#### [Exercise tasks]
1. In the cubic equation problem, what value does the solution give for the product of the roots rst?
2. In the cubic equation problem, explain why the solution finds that r³ + s³ + t³ equals −753.
3. Sum up the cubic equation problem in two sentences.

#### [Text]
Question

If r,s,t are the roots of the equation ${8x}^3+1001x+2008=0$ . the value of ${(r+s)}^3+{(s+t)}^3+{(t+r)}^3$ is

• A. $751$
• B. $752$
• C. $753$
• D. $754$

Answer 1

The correct option is C $753$

We have,

$f\left(x\right)=8x^3+1001x+2008=0$

$f\left(x\right)=8x^3+0x^2+1001x+2008=0$

Given the roots of this equation are r,s and t

It is a cubic equation,

$Sumofroots=r+s+t=\frac{-\left(0\right)}{8}=0......\left(1\right)$

$Alsoproductofroots=r\times s\times t=rst=\frac{-\left(2008\right)}{8}=-251......\left(2\right)$

Now,

${(r+s)}^3+{(s+t)}^3+{(t+r)}^3={(-t)}^3+{(-r)}^3+{(-s)}^3=-(t^3+r^3+s^3)$

But we can get,

$r^3+s^3+t^3=(r+s+t)(r^2+s^2+t^2-rs-st-tr)+3rst$

$\Rightarrow r^3+s^3+t^3=0+3(-251)=-753$

Now,

${(r+s)}^3+{(s+t)}^3+{(t+r)}^3=753$

Hence, this is the answer.

[Stored data entries]
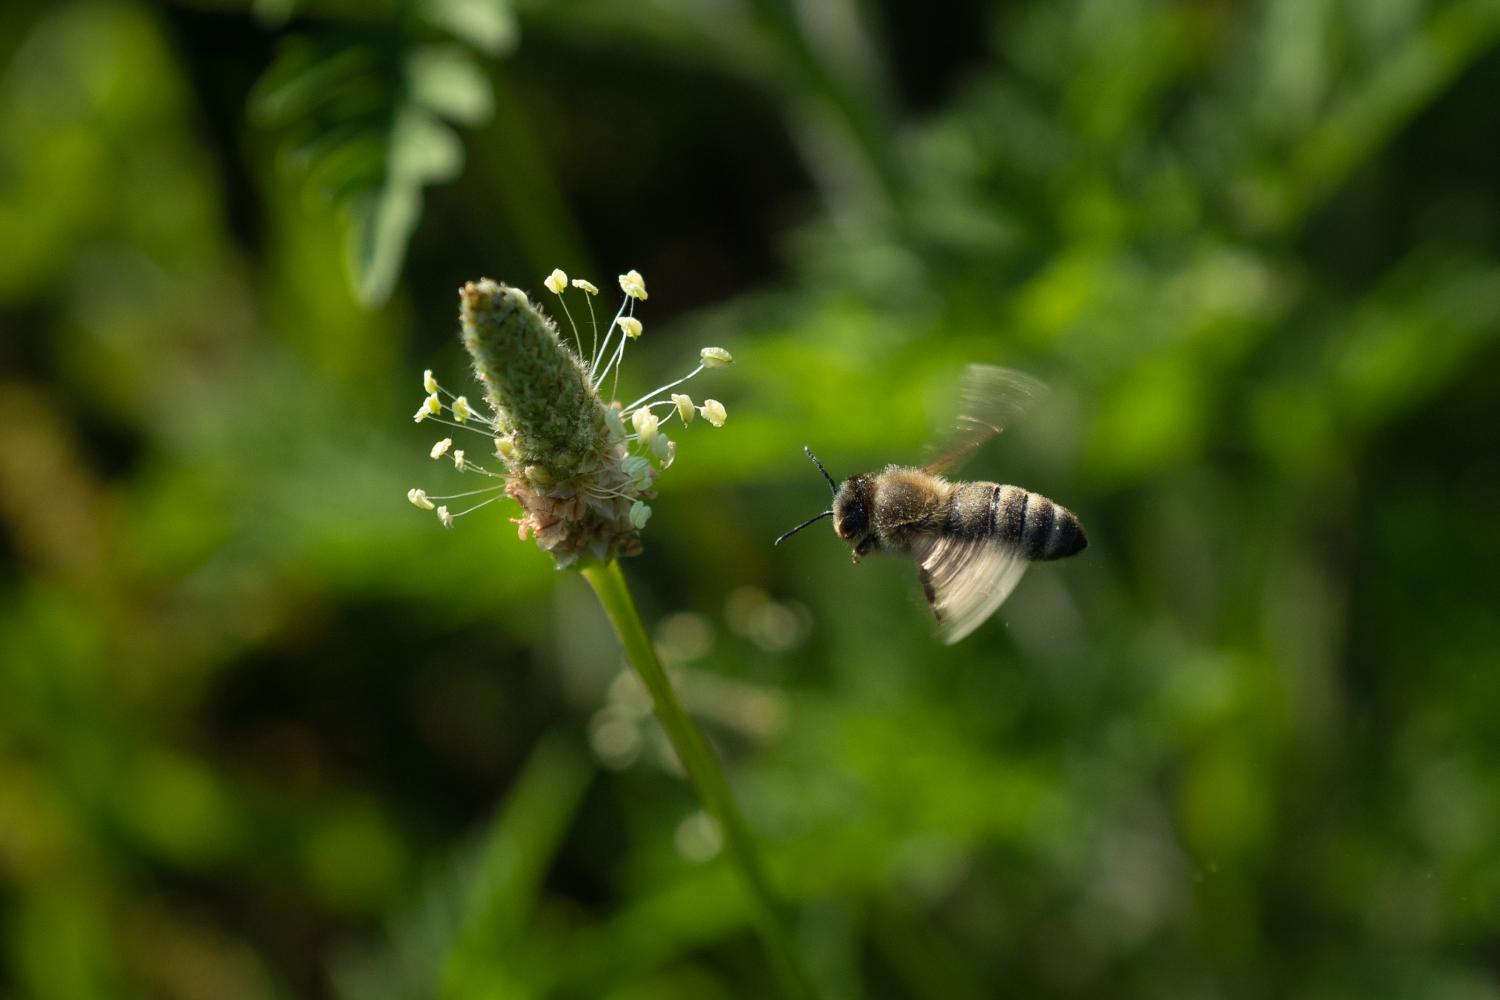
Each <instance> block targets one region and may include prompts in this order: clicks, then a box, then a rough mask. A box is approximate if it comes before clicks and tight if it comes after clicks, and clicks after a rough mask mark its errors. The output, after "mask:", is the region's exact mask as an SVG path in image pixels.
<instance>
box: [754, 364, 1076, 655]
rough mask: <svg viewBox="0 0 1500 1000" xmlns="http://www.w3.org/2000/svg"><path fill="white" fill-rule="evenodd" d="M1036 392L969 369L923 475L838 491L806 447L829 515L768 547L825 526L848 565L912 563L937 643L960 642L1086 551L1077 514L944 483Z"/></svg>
mask: <svg viewBox="0 0 1500 1000" xmlns="http://www.w3.org/2000/svg"><path fill="white" fill-rule="evenodd" d="M1044 391H1046V390H1044V387H1043V384H1041V382H1038V381H1037V379H1034V378H1031V376H1026V375H1022V373H1020V372H1013V370H1010V369H1001V367H993V366H987V364H971V366H969V367H968V369H966V370H965V378H963V385H962V391H960V408H959V421H957V429H956V430H954V432H953V433H951V435H950V438H948V439H947V442H945V444H944V447H942V448H941V450H939V451H938V454H936V457H933V459H932V460H929V462H927V463H926V465H922V466H904V465H888V466H885V468H883V469H880V471H879V472H862V474H859V475H850V477H849V478H846V480H844V481H843V483H841V484H840V483H835V481H834V477H831V475H829V474H828V469H825V468H823V463H822V462H819V460H817V456H816V454H813V450H811V448H807V447H804V448H802V450H804V451H805V453H807V457H808V459H811V460H813V465H816V466H817V471H819V472H822V474H823V478H825V480H828V487H829V490H832V507H831V508H828V510H825V511H822V513H819V514H814V516H813V517H808V519H807V520H804V522H802V523H801V525H798V526H796V528H792V529H790V531H787V532H784V534H781V535H780V537H778V538H777V540H775V543H774V544H781V543H783V541H786V540H787V538H790V537H792V535H795V534H796V532H799V531H801V529H802V528H807V526H808V525H813V523H816V522H819V520H822V519H823V517H832V519H834V534H837V535H838V537H840V538H841V540H844V541H846V543H850V544H852V546H853V553H852V558H853V562H859V559H861V558H862V556H865V555H868V553H871V552H894V553H901V555H909V556H912V558H913V559H915V561H916V576H918V579H919V580H921V585H922V592H924V594H926V595H927V606H929V607H932V612H933V616H935V618H936V619H938V634H939V637H941V639H942V640H944V642H947V643H956V642H959V640H960V639H963V637H965V636H968V634H969V633H972V631H974V630H975V628H978V627H980V625H981V624H984V621H986V619H987V618H989V616H990V615H993V613H995V612H996V609H999V606H1001V604H1002V603H1005V598H1007V597H1010V595H1011V591H1014V589H1016V585H1017V583H1019V582H1020V579H1022V574H1023V573H1025V571H1026V567H1028V565H1031V564H1032V562H1050V561H1053V559H1065V558H1067V556H1071V555H1077V553H1079V552H1082V550H1083V549H1085V546H1088V538H1086V537H1085V534H1083V525H1082V523H1079V517H1077V514H1074V513H1073V511H1071V510H1068V508H1067V507H1062V505H1061V504H1056V502H1053V501H1050V499H1047V498H1046V496H1043V495H1041V493H1032V492H1031V490H1026V489H1022V487H1020V486H1005V484H1001V483H984V481H977V483H968V481H960V483H950V481H948V480H945V478H944V477H942V474H944V472H950V471H953V469H956V468H957V466H959V465H960V463H962V462H963V460H965V459H968V457H969V456H971V454H974V451H975V450H978V448H980V445H983V444H984V442H986V441H989V439H990V438H993V436H996V435H998V433H1001V430H1004V429H1005V426H1007V424H1008V423H1010V421H1011V420H1013V418H1014V417H1017V415H1019V414H1020V412H1022V411H1023V409H1025V408H1026V406H1028V405H1029V403H1031V402H1032V400H1034V399H1037V397H1038V396H1041V394H1043V393H1044Z"/></svg>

#### [Responses in order]
1. The product of the roots is rst = −251.

2. The solution uses the identity r³ + s³ + t³ = (r + s + t)(r² + s² + t² − rs − st − tr) + 3rst. Since the sum of the roots r + s + t is 0, the first term drops out, leaving 3rst = 3(−251) = −753.

3. The problem asks for the value of (r + s)³ + (s + t)³ + (t + r)³, where r, s and t are the roots of 8x³ + 1001x + 2008 = 0. Using the fact that the sum of the roots is 0 and their product is −251, the solution rewrites the expression as −(r³ + s³ + t³) and finds the answer is 753, option C.